SET EXERCISE:
Output every line of the following material verbatim, from the first to the last.

PROVIDED INFORMATION:
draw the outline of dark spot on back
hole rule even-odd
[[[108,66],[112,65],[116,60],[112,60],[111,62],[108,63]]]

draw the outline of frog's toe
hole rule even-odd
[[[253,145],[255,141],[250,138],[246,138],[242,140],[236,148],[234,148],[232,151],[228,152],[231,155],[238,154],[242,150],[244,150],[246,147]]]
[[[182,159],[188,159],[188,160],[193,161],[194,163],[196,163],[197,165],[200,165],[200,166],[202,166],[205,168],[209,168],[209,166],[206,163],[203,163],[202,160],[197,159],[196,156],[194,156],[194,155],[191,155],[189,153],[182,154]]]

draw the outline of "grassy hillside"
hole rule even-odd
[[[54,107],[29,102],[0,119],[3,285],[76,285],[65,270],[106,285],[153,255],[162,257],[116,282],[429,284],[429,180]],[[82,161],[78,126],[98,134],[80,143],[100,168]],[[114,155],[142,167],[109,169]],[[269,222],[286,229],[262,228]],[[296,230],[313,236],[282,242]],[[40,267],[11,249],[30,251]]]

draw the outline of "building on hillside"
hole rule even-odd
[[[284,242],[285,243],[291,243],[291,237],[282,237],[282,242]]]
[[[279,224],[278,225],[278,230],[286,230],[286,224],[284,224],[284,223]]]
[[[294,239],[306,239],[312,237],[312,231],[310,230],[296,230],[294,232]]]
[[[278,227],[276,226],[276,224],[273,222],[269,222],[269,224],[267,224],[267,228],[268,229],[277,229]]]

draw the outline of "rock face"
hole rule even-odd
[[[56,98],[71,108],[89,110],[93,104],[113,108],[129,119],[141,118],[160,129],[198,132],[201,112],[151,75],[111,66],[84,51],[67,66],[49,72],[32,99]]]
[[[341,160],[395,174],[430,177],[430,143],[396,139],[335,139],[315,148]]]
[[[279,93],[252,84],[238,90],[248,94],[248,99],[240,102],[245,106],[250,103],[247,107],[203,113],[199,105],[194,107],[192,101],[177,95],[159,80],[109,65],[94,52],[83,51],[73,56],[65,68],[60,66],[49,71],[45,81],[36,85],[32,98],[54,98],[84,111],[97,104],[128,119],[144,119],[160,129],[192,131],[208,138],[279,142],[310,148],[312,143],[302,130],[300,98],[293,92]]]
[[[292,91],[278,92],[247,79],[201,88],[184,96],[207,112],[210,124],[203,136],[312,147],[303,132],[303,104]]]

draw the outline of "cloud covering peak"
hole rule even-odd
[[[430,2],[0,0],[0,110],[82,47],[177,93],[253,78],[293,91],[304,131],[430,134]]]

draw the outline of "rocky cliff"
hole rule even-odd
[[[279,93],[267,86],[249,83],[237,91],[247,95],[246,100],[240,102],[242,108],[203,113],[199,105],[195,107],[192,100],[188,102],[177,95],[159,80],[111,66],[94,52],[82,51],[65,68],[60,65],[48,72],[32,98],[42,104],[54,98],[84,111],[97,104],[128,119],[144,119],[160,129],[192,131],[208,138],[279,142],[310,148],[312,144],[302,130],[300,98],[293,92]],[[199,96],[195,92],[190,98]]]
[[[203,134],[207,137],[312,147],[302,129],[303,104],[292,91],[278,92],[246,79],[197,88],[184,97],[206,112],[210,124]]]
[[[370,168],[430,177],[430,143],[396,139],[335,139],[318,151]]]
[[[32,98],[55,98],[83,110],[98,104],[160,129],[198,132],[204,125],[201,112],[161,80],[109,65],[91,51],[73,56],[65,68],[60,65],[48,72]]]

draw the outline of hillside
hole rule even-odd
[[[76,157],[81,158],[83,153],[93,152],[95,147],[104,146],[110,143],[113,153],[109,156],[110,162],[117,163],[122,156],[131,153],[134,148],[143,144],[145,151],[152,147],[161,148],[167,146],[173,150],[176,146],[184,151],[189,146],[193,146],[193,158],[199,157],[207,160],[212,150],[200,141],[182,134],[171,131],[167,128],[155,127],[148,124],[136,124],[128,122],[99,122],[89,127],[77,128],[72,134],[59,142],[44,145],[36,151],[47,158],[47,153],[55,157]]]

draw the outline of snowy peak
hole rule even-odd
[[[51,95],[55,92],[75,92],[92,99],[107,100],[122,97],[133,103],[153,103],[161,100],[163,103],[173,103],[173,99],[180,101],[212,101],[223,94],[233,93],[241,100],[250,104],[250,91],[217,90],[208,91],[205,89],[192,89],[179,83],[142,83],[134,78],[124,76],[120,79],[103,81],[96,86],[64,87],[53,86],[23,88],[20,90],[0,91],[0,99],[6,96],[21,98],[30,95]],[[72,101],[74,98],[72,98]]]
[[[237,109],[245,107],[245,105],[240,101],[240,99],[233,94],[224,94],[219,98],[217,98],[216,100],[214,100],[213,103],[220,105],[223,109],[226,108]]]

PROBLEM SOLUTION:
draw the outline of dark spot on back
hole rule even-odd
[[[108,66],[112,65],[116,60],[112,60],[111,62],[108,63]]]

draw the outline of frog's toe
hole rule even-odd
[[[253,145],[255,141],[250,138],[246,138],[242,140],[236,148],[234,148],[232,151],[228,152],[231,155],[238,154],[242,150],[244,150],[246,147]]]
[[[182,159],[188,159],[188,160],[193,161],[194,163],[196,163],[197,165],[200,165],[200,166],[202,166],[205,168],[209,168],[209,166],[206,163],[203,163],[202,160],[197,159],[196,156],[194,156],[194,155],[191,155],[189,153],[182,154]]]

draw the outline of "grassy hillside"
hole rule even-odd
[[[54,107],[29,102],[0,119],[3,285],[76,285],[65,270],[106,285],[153,255],[162,257],[116,282],[429,284],[429,180]],[[82,161],[78,126],[98,134],[80,143],[100,168]],[[114,155],[142,167],[109,169]],[[269,222],[286,229],[262,228]],[[296,230],[313,236],[282,242]],[[40,267],[11,249],[30,251]]]

draw the outline of "building on hillside"
hole rule even-odd
[[[284,242],[285,243],[291,243],[291,237],[282,237],[282,242]]]
[[[279,224],[278,225],[278,230],[286,230],[286,224],[284,224],[284,223]]]
[[[294,239],[306,239],[312,237],[312,231],[310,230],[296,230],[294,232]]]
[[[278,227],[276,226],[276,224],[273,222],[269,222],[269,224],[267,224],[267,228],[268,229],[277,229]]]

draw the outline of "rock face"
hole rule even-odd
[[[56,98],[71,108],[89,110],[93,104],[113,108],[129,119],[141,118],[160,129],[198,132],[201,112],[151,75],[111,66],[84,51],[67,66],[49,72],[32,99]]]
[[[341,160],[395,174],[430,177],[430,143],[396,139],[335,139],[315,148]]]
[[[279,93],[252,84],[238,90],[248,94],[248,99],[240,102],[245,106],[250,103],[247,107],[203,113],[199,105],[194,107],[192,101],[177,95],[159,80],[109,65],[94,52],[83,51],[73,56],[65,68],[60,66],[49,71],[45,81],[36,85],[32,98],[54,98],[84,111],[97,104],[128,119],[144,119],[160,129],[192,131],[208,138],[279,142],[310,148],[312,143],[302,130],[300,98],[293,92]]]
[[[292,91],[278,92],[247,79],[201,88],[184,96],[207,112],[210,124],[203,136],[312,147],[303,132],[303,104]]]

draw the outline of "cloud covering peak"
hole rule even-odd
[[[430,2],[0,0],[0,110],[82,47],[177,93],[253,78],[293,91],[304,131],[430,134]]]

draw the outline of "rocky cliff"
hole rule even-odd
[[[279,93],[267,86],[249,83],[237,91],[247,95],[246,100],[240,102],[242,108],[203,113],[199,105],[195,107],[192,100],[188,102],[177,95],[159,80],[111,66],[94,52],[82,51],[65,68],[60,65],[48,72],[32,98],[42,104],[54,98],[84,111],[97,104],[128,119],[144,119],[160,129],[192,131],[208,138],[279,142],[310,148],[312,144],[302,130],[300,98],[293,92]],[[199,96],[195,92],[190,98]]]
[[[203,134],[207,137],[312,147],[302,129],[303,104],[292,91],[278,92],[246,79],[197,88],[184,97],[206,112],[210,124]]]
[[[370,168],[430,177],[430,143],[396,139],[335,139],[318,151]]]
[[[32,98],[55,98],[83,110],[98,104],[160,129],[198,132],[204,125],[201,112],[161,80],[109,65],[91,51],[73,56],[65,68],[60,65],[48,72]]]

draw the outline of hillside
hole rule even-odd
[[[76,157],[81,158],[83,153],[93,152],[95,147],[104,146],[110,143],[113,153],[109,156],[110,162],[117,163],[122,156],[131,153],[134,148],[143,144],[145,151],[152,147],[161,148],[167,146],[173,150],[176,146],[184,151],[189,146],[193,146],[193,158],[199,157],[207,160],[212,150],[200,141],[182,134],[171,131],[167,128],[155,127],[148,124],[136,124],[128,122],[99,122],[89,127],[77,128],[72,134],[59,142],[44,145],[36,151],[47,158],[47,153],[55,157]]]

draw the outline of snowy peak
hole rule even-odd
[[[51,95],[55,92],[75,92],[92,99],[107,100],[122,97],[133,103],[153,103],[161,100],[163,103],[173,103],[173,99],[180,101],[212,101],[223,94],[233,93],[241,100],[250,104],[250,91],[217,90],[208,91],[205,89],[192,89],[179,83],[142,83],[134,78],[124,76],[120,79],[103,81],[96,86],[64,87],[53,86],[23,88],[20,90],[0,91],[0,99],[6,96],[21,98],[30,95]],[[72,101],[74,98],[72,98]]]
[[[237,109],[245,107],[245,105],[240,101],[240,99],[233,94],[224,94],[219,98],[217,98],[216,100],[214,100],[213,103],[220,105],[223,109],[226,108]]]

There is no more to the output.